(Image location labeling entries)

◇ ◇ ◇ ◇

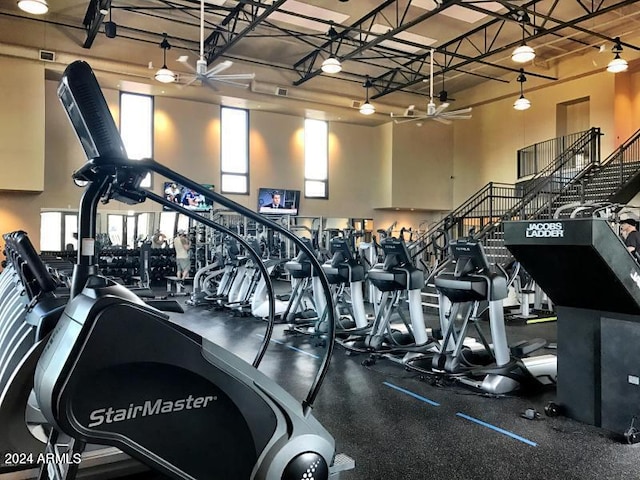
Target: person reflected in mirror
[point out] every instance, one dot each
(631, 236)
(181, 244)
(158, 240)
(172, 193)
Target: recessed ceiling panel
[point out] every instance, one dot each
(408, 36)
(460, 12)
(310, 11)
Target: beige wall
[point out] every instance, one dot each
(421, 166)
(485, 147)
(21, 125)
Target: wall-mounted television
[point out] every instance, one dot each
(187, 198)
(278, 201)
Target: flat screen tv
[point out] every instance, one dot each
(278, 201)
(174, 192)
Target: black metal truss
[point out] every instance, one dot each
(306, 67)
(483, 40)
(93, 19)
(252, 12)
(356, 42)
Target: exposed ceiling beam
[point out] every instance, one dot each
(310, 73)
(220, 41)
(383, 84)
(93, 19)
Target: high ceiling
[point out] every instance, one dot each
(285, 41)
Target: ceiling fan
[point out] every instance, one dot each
(213, 75)
(437, 113)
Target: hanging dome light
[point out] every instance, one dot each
(35, 7)
(522, 103)
(367, 108)
(523, 54)
(617, 65)
(164, 75)
(331, 65)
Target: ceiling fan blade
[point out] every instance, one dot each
(209, 83)
(189, 83)
(442, 120)
(399, 120)
(440, 109)
(457, 117)
(233, 76)
(220, 67)
(185, 61)
(462, 111)
(229, 82)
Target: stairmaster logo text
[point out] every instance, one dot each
(544, 230)
(148, 408)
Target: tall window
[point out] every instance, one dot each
(58, 231)
(136, 127)
(234, 150)
(316, 159)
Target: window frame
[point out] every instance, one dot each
(247, 146)
(144, 183)
(324, 180)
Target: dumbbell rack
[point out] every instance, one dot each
(124, 263)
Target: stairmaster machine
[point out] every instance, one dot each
(117, 372)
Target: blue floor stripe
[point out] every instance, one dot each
(497, 429)
(410, 393)
(291, 347)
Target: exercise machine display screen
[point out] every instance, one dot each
(470, 252)
(89, 114)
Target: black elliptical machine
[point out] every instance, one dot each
(495, 367)
(117, 372)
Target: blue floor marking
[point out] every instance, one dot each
(291, 347)
(497, 429)
(414, 395)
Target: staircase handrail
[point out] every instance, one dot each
(448, 221)
(544, 178)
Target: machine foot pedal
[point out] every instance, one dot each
(341, 463)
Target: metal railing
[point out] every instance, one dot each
(496, 202)
(624, 161)
(537, 157)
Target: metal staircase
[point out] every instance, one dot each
(494, 203)
(575, 177)
(616, 180)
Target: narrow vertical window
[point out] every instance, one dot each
(316, 159)
(136, 127)
(51, 231)
(234, 150)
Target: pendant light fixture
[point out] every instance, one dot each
(332, 63)
(110, 27)
(523, 53)
(367, 108)
(522, 103)
(164, 75)
(35, 7)
(618, 64)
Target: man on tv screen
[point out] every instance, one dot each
(276, 198)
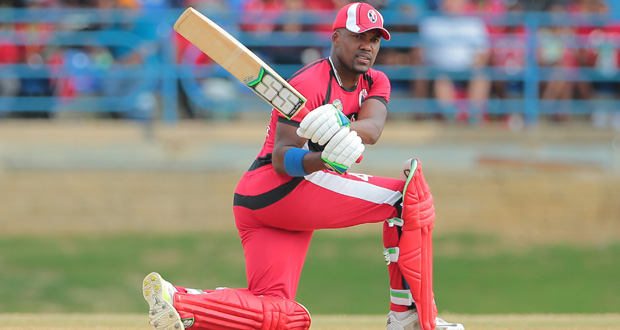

◇ ◇ ◇ ◇

Aim:
Rewrite the material from the line containing "Target: pendant light fixture" through the end, both ends included, switching "tv screen" to "television screen" and leaving everything else unchanged. Omit the pictures from your answer.

Result:
Target: pendant light fixture
[point out] every instance, one dot each
(332, 63)
(110, 27)
(523, 53)
(367, 108)
(522, 103)
(164, 75)
(35, 7)
(618, 64)
Target: man on television screen
[point out] every instance, one dot each
(276, 198)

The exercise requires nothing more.